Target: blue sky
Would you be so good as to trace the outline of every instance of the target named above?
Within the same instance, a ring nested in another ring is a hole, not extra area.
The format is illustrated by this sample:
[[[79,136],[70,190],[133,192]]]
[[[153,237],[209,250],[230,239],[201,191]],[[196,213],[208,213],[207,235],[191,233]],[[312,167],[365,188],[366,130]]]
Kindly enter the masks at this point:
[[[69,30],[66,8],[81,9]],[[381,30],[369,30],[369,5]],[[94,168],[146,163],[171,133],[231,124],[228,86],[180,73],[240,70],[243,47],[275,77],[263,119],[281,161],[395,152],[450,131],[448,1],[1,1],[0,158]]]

Exercise prompt: Copy out each record from above, exactly.

Complete response:
Target: blue sky
Would you be so good as to trace the outline of every instance of the target named above?
Within the same instance, a ring nested in another ring is a hole, not extra area.
The format is illustrated by this sample:
[[[79,136],[70,190],[133,192]]]
[[[153,237],[209,250],[230,239],[201,191]],[[196,213],[208,213],[207,235],[191,233]],[[312,167],[365,188],[366,130]]]
Kindly enter the masks at this point:
[[[69,30],[66,8],[81,9]],[[381,30],[369,30],[369,5]],[[94,168],[146,163],[171,133],[231,124],[228,86],[180,73],[240,70],[243,47],[275,77],[263,119],[281,161],[395,152],[450,131],[448,1],[1,1],[0,158]]]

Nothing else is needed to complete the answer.